Monday, June 05, 2006

What tax rate are we paying?

One of my handful of faithful readers had a question about my "Productivity Curve" concept. He wanted to know what our current tax rate is. He said that he pays a lot less than 33% in taxes.

He probably pays more than he thinks.

We all pay layers and layers of different taxes to the federal government, state government, and local government. Some are direct and others are indirect. Some are visible and some are hidden. My Federal income tax bill is also quite a bit less than 33% of my income. It is somewhere around 10%. But adding up all of the taxes that I pay is a daunting task. The payroll taxes for Medicare and Social Security are about 15%. My property tax bill each year is also quite large. It is not determined as a percentage of my income, but if it was, it would be another 6% or so. That gets us up to 31%, and we have not started to account for sales tax, gasoline taxes, and all of the other tax expenses passed on to me in the cost of the things I buy.

As an example, when I buy one gallon of gasoline at the current price of $2.75, the government takes 53 cents in direct taxation. 18.3 cents goes to the federal excise tax, and the rest goes to the state. But that is not all. The government imposes 43 different taxes on the import, production, and distribution of gasoline. These costs are passed on to me in higher prices. In all, I pay 73 cents in taxes on every gallon of gasoline I buy. But to pay $2.75 in after-tax dollars, I have to earn significantly more than $2.75. At my total marginal tax rate of 40% (including income tax and payroll tax) I have to earn $4.58 to take home $2.75. So to buy $2.02 worth of gas, I must earn $4.58. The government takes the difference: $2.56. My effective tax rate on the money I earned is 55%.

The tax rate varies widely depending on who earns the money and what they do with it. A lower income person pays a lower income tax rate, but a higher payroll tax rate. They also tend to pay more in sales taxes. A higher income person pays a higher income tax rate and lower payroll tax rate. The tax rate is higher if the money is spent on certain high-tax items. It is lower if the money is invested in a tax-sheltered account.

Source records
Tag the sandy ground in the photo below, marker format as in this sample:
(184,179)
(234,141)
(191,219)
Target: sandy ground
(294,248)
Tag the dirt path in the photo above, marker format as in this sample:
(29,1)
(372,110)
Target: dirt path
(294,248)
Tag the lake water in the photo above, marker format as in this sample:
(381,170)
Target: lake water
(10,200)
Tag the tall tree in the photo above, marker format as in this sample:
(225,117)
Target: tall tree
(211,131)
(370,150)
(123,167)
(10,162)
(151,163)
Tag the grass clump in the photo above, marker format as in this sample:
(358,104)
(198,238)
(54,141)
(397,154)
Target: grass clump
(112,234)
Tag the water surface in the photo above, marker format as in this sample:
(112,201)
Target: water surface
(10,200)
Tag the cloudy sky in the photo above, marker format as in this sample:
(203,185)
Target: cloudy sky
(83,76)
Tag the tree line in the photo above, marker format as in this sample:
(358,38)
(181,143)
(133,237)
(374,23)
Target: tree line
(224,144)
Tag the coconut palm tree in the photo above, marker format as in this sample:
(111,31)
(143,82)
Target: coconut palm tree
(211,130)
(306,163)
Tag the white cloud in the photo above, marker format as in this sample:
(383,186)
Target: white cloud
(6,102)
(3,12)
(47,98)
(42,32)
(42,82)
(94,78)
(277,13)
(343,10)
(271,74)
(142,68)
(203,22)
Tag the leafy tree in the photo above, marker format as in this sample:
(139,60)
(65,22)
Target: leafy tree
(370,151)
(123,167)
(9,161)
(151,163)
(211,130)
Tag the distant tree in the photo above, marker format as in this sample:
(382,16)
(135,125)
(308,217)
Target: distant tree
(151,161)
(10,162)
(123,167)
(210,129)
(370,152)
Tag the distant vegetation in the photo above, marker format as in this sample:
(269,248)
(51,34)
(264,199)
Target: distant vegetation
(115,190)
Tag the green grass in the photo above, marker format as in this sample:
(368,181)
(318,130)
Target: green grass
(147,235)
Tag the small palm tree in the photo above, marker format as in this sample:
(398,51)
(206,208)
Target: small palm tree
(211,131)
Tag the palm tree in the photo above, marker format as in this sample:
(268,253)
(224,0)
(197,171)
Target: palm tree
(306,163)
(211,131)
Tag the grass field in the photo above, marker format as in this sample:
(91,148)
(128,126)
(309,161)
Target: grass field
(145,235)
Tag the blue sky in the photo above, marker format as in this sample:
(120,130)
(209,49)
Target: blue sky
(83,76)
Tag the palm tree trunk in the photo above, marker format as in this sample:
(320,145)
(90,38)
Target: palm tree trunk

▸ Directions
1) In the paragraph of the post on tax rates that begins "We all pay layers and layers", list each tax the writer gives a percentage of income for, along with that percentage.
2) Pick up the post on tax rates after its final sentence and keep writing it.
Nothing in the source records is needed here.

▸ Activity answers
1)
- Federal income tax: around 10%
- Payroll taxes for Medicare and Social Security: about 15%
- Property tax: about 6%

2)
There is one way to determine the national tax rate, including all direct and indirect taxes, and even future tax liabilities created by deficit spending. Total government spending as a percentage of the size of the economy is the ultimate measure of the tax rate. Whatever the government spends, it takes from the economy in some way: either by direct taxation, by borrowing the money obligating them to take it at a later time, or by printing money and diluting the value of the existing money. Each year the Tax Foundation computes the tax rate using this method, and determines the "Tax Freedom Day". Last year, Tax Freedom Day was April 26, meaning that everything we produce and earn from January 1 to April 25 goes to fund the government. This is a 31.8% tax rate. The highest tax rate since World War II occurred during President Clinton's term, when the tax rate hit 33.6%.




As a whole, our government consumes roughly one third of what the private sector creates. There are other countries with higher tax rates. However, the truth remains that no nation has ever taxed itsself to prosperity. America achieves prosperity in spite of government, not because of it. The best thing that the government can do to increase prosperity is get out of the way.